- [Your assignment]: Could you copy exactly the lines from the one containing "Could you please" through the last line of the records below, and nothing else?

- [Task inputs]:
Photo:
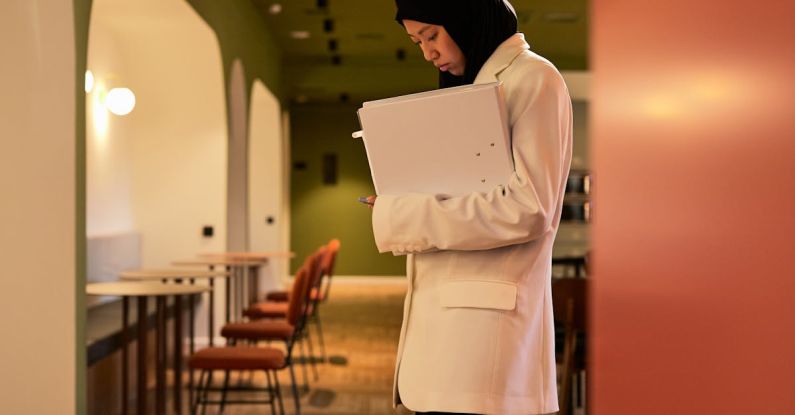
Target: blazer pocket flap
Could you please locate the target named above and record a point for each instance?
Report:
(479, 294)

- [Task solution]:
Could you please locate the target named above and record a point for each instance?
Report:
(479, 294)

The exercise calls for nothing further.